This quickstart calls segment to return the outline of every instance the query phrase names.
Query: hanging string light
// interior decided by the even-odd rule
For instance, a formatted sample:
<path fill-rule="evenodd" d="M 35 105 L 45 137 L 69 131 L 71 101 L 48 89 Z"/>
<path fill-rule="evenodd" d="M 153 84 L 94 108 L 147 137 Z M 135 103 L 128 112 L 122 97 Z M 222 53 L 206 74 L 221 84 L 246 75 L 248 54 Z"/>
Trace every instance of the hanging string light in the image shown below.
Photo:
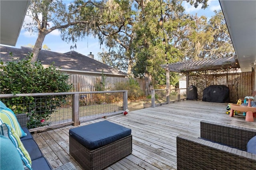
<path fill-rule="evenodd" d="M 166 62 L 166 64 L 168 64 L 168 62 L 167 61 L 167 55 L 166 53 L 166 44 L 165 41 L 165 37 L 164 35 L 164 19 L 163 18 L 163 12 L 162 9 L 162 2 L 161 0 L 160 1 L 160 8 L 161 8 L 161 18 L 159 20 L 159 25 L 162 26 L 163 29 L 163 34 L 164 35 L 164 39 L 163 39 L 163 44 L 164 45 L 164 56 L 165 57 L 165 60 Z"/>

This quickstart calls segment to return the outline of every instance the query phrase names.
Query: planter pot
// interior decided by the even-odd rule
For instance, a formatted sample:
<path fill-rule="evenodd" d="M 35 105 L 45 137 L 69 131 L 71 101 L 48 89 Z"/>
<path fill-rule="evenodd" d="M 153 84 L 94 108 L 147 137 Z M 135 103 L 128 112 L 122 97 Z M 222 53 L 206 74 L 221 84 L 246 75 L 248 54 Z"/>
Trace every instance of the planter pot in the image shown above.
<path fill-rule="evenodd" d="M 148 108 L 151 107 L 151 103 L 143 103 L 143 107 L 144 108 Z"/>

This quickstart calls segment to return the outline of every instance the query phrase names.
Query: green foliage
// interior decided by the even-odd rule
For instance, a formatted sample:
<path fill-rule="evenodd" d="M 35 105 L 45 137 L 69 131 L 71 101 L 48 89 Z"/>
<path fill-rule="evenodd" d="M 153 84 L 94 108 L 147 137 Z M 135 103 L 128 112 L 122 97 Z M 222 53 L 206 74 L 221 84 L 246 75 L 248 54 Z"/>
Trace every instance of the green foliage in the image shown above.
<path fill-rule="evenodd" d="M 138 83 L 131 78 L 126 82 L 115 83 L 112 90 L 127 90 L 128 99 L 131 100 L 138 99 L 144 95 L 143 92 L 140 90 Z"/>
<path fill-rule="evenodd" d="M 8 61 L 1 66 L 1 94 L 64 92 L 71 89 L 68 75 L 56 70 L 52 65 L 44 68 L 40 62 L 32 64 L 32 55 L 29 54 L 26 59 Z M 65 102 L 64 98 L 65 96 L 20 97 L 6 99 L 5 103 L 16 114 L 27 113 L 30 117 L 28 126 L 32 128 L 47 124 L 50 114 L 56 111 L 57 106 Z M 42 121 L 44 123 L 41 123 Z"/>

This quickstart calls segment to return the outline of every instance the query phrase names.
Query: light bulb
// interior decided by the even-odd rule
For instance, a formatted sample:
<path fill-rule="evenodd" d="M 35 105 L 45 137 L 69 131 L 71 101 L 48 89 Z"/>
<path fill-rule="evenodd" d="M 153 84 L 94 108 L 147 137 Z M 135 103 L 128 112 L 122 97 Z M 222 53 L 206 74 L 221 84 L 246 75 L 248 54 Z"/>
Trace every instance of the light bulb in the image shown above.
<path fill-rule="evenodd" d="M 160 26 L 162 26 L 162 25 L 163 25 L 163 18 L 161 17 L 161 18 L 160 18 L 160 20 L 159 20 L 159 25 Z"/>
::::
[Aim of the exercise] Rewrite all the items above with every "quickstart" changed to "walkthrough" and nothing else altered, leaving out the pictures.

[Reply to the task]
This walkthrough calls segment to return the outline of every instance the query phrase names.
Query: hanging string light
// interior decided by the even-odd rule
For instance, a formatted sample:
<path fill-rule="evenodd" d="M 35 105 L 45 137 L 69 131 L 71 101 L 48 89 Z"/>
<path fill-rule="evenodd" d="M 153 84 L 94 108 L 147 137 Z M 135 103 L 128 112 L 122 97 Z M 222 53 L 206 74 L 221 84 L 246 75 L 248 54 Z"/>
Trace every instance of the hanging string light in the image shown below.
Photo:
<path fill-rule="evenodd" d="M 166 62 L 166 64 L 168 64 L 168 62 L 167 61 L 167 55 L 166 53 L 166 44 L 165 41 L 165 37 L 164 35 L 164 19 L 163 18 L 163 12 L 162 9 L 162 2 L 161 0 L 160 1 L 160 8 L 161 8 L 161 18 L 159 20 L 159 25 L 162 26 L 163 29 L 163 34 L 164 35 L 164 39 L 163 39 L 163 44 L 164 45 L 164 56 L 165 57 L 165 60 Z"/>

This walkthrough calls segment to return the outline of every instance the query phrase names.
Query: planter pot
// interior decided by the even-odd rule
For instance, a formatted sample:
<path fill-rule="evenodd" d="M 35 105 L 45 137 L 69 131 L 71 101 L 48 89 Z"/>
<path fill-rule="evenodd" d="M 153 84 L 94 108 L 147 137 Z M 135 103 L 128 112 L 122 97 Z M 222 53 L 206 74 L 221 84 L 246 75 L 248 54 Z"/>
Trace every instance of the planter pot in the image shown above.
<path fill-rule="evenodd" d="M 148 108 L 151 107 L 151 103 L 143 103 L 143 107 L 144 108 Z"/>

This walkthrough calls segment to return the outline of every instance the query phrase names.
Query: green foliage
// interior decided by the even-odd rule
For instance, a formatted sample:
<path fill-rule="evenodd" d="M 35 105 L 45 137 L 69 131 L 71 101 L 48 89 Z"/>
<path fill-rule="evenodd" d="M 153 84 L 94 108 L 147 137 Z M 135 103 L 128 112 L 122 97 Z M 222 53 L 206 74 L 221 84 L 246 75 L 248 54 Z"/>
Trace every instance of the green foliage in the image shown above.
<path fill-rule="evenodd" d="M 138 83 L 131 78 L 126 82 L 115 83 L 112 90 L 127 90 L 128 99 L 131 100 L 138 99 L 144 95 L 143 92 L 140 90 Z"/>
<path fill-rule="evenodd" d="M 8 61 L 1 66 L 1 94 L 64 92 L 71 89 L 68 75 L 56 70 L 52 65 L 44 68 L 40 62 L 32 64 L 32 55 L 29 54 L 26 59 Z M 65 102 L 64 98 L 65 96 L 20 97 L 6 99 L 5 103 L 16 114 L 27 113 L 30 117 L 28 126 L 32 128 L 47 124 L 50 114 L 56 111 L 57 106 Z M 42 121 L 44 123 L 41 123 Z"/>

This walkthrough calls segment to return the outline of every instance the query phrase names.
Query: light bulb
// interior decided by the even-odd rule
For instance, a formatted sample:
<path fill-rule="evenodd" d="M 35 105 L 45 137 L 69 131 L 71 101 L 48 89 Z"/>
<path fill-rule="evenodd" d="M 153 84 L 94 108 L 147 137 Z M 135 103 L 128 112 L 122 97 Z M 222 53 L 206 74 L 221 84 L 246 75 L 248 54 Z"/>
Trace every instance of the light bulb in the image shown above.
<path fill-rule="evenodd" d="M 160 26 L 162 26 L 162 25 L 163 25 L 163 18 L 161 17 L 161 18 L 160 18 L 160 20 L 159 20 L 159 25 Z"/>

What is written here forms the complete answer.